REQUEST: Pick out and copy every line in the entries below that contains the string "tree". Matching is case-sensitive.

MATERIAL SHOWN:

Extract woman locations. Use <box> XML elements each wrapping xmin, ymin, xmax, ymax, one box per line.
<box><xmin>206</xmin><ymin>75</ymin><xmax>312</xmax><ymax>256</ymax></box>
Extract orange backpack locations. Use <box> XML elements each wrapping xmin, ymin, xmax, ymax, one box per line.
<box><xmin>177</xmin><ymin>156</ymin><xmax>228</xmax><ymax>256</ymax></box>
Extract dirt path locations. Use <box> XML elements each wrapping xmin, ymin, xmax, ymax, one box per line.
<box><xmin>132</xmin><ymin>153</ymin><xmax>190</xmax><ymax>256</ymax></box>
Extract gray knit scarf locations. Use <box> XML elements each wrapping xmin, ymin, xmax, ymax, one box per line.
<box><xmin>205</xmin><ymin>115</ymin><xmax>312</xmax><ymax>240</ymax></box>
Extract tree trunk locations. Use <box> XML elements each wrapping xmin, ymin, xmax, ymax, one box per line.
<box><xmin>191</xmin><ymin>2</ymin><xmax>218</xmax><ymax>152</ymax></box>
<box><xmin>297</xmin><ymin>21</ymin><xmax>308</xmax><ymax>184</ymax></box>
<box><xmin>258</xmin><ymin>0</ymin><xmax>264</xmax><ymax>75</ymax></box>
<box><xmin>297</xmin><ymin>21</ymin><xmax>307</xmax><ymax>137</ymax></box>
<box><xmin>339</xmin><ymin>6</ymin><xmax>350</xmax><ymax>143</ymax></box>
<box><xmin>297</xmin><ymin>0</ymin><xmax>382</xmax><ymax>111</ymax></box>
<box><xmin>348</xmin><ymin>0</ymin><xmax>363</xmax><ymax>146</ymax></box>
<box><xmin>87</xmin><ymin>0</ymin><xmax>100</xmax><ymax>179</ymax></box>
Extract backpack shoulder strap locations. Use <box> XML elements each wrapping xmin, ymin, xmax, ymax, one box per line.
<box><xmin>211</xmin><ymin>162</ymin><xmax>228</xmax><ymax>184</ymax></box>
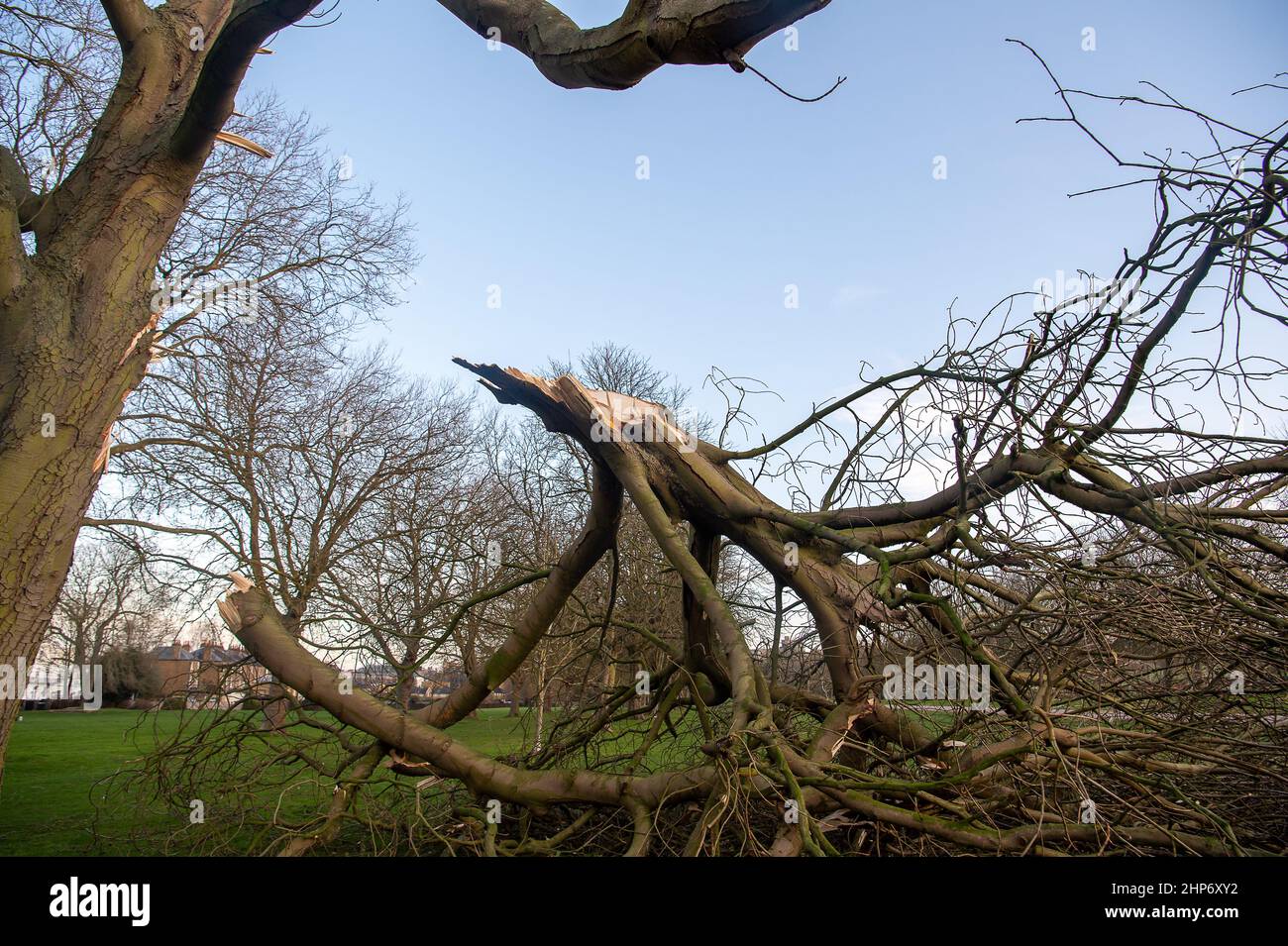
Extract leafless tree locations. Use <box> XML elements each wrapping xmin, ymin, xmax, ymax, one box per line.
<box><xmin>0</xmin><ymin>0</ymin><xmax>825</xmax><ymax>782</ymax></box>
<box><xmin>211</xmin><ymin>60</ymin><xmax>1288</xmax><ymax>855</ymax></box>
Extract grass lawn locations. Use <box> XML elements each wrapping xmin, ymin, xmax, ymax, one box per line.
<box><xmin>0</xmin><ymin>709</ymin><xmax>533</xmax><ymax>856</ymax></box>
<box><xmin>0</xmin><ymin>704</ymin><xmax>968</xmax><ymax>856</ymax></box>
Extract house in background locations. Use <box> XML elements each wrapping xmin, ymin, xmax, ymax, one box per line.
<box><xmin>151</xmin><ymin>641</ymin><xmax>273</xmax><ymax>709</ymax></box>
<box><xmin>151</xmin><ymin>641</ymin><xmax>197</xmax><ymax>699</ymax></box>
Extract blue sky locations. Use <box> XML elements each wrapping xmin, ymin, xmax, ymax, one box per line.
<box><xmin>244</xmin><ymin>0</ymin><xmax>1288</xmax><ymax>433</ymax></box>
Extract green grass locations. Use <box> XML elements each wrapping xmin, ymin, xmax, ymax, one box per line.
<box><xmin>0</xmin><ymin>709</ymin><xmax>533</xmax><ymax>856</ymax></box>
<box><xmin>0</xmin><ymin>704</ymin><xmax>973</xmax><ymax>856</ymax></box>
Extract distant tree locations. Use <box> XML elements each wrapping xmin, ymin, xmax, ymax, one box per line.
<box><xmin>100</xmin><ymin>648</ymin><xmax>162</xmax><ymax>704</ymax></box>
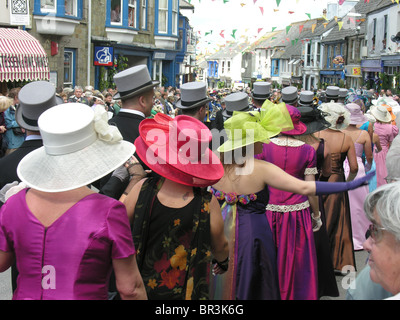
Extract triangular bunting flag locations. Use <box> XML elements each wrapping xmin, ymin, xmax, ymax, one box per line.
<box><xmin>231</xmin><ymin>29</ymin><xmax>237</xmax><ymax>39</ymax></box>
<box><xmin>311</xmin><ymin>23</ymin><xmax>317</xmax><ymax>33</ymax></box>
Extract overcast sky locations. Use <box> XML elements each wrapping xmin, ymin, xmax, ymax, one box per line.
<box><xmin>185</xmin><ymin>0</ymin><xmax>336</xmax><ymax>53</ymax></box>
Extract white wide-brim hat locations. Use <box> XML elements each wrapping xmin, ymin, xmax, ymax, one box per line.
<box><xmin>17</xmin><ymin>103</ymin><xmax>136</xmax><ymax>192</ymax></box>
...
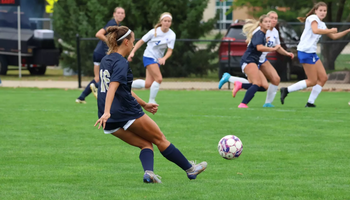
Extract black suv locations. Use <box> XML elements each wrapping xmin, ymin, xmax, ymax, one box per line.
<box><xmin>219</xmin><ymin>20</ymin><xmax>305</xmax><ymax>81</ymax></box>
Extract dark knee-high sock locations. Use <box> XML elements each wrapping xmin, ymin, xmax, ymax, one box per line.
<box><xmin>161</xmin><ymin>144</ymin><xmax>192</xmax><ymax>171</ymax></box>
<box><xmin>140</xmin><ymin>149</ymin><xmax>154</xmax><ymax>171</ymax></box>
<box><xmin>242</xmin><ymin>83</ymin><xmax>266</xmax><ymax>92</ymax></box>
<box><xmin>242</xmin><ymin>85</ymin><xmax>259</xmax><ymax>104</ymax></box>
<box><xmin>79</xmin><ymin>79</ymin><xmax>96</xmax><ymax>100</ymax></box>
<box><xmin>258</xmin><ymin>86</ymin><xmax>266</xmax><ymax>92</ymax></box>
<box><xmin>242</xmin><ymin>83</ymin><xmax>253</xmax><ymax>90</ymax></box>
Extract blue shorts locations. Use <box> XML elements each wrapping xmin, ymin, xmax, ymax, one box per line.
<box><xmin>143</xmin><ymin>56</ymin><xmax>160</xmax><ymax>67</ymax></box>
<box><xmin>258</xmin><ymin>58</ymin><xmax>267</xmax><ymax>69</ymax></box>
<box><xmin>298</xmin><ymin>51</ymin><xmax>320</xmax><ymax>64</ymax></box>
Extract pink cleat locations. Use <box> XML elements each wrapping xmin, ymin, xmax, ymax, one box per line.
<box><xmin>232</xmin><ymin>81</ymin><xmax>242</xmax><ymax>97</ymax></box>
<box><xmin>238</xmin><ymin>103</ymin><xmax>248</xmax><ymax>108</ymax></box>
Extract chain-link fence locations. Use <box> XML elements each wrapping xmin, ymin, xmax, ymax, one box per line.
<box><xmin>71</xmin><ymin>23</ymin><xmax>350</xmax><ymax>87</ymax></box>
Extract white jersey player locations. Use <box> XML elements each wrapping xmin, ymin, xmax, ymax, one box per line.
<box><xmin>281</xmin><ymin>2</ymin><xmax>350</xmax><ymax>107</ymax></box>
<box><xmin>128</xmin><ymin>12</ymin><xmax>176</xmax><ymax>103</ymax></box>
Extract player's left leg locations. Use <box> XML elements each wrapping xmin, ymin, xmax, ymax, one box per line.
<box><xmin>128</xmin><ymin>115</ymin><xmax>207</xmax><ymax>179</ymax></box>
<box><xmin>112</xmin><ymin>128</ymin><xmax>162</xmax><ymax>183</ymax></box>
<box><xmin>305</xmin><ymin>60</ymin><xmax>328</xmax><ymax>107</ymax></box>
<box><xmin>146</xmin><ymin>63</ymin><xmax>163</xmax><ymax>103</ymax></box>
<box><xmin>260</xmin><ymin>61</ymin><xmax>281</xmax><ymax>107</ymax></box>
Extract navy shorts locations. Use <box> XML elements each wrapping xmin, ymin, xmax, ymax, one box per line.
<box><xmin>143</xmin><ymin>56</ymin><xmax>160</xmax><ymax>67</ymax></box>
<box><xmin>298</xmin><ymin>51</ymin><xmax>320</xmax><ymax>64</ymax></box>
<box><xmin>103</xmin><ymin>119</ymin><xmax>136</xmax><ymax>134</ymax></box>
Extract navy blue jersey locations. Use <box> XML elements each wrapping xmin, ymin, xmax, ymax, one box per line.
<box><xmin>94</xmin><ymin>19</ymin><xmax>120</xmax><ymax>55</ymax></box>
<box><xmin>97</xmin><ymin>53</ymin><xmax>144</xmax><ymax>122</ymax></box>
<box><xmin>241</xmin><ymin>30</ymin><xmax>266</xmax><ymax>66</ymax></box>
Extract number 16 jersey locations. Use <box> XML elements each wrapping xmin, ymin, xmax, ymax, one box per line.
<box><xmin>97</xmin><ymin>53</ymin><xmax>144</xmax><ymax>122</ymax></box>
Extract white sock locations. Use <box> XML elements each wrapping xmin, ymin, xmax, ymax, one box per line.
...
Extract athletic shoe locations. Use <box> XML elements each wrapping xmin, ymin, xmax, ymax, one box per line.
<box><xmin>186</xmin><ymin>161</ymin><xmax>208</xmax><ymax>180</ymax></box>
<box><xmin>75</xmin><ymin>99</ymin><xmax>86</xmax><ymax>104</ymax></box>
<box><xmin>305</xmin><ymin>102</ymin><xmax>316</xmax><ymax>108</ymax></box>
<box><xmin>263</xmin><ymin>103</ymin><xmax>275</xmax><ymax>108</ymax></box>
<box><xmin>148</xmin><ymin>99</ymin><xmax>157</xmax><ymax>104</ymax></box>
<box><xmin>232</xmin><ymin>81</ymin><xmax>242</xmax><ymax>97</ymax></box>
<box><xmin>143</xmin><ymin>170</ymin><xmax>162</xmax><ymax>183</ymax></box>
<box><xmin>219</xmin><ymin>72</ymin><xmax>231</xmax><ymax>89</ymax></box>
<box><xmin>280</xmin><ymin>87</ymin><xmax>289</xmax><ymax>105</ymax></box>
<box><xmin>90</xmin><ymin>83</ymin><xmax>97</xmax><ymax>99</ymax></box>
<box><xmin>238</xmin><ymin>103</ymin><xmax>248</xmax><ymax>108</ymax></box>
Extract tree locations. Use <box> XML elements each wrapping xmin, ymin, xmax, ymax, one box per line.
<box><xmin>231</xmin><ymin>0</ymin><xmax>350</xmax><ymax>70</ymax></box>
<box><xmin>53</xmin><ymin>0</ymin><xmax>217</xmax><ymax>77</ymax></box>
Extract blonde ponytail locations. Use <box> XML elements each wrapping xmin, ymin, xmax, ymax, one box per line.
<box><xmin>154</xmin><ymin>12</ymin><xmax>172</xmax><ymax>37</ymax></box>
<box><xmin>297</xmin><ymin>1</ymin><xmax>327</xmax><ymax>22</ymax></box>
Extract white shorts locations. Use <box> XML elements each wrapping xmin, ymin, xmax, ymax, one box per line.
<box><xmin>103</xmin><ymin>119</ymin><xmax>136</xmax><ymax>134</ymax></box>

RESULT OF THIS TASK:
Extract tree trunk locations. Use <box> XML elements each wrapping xmin, ymin, xmax, ymax, one box per line.
Extract leafless tree locations. Use <box> XML elements each wrapping xmin, ymin, xmax, ymax, one box per line.
Extract distant tree locations. Use <box> XML elements each wrapping xmin, ymin, xmax, ymax, one box per line.
Extract tree locations. Use <box> XML elements each wrapping xmin, ymin, xmax, ymax, one box per line.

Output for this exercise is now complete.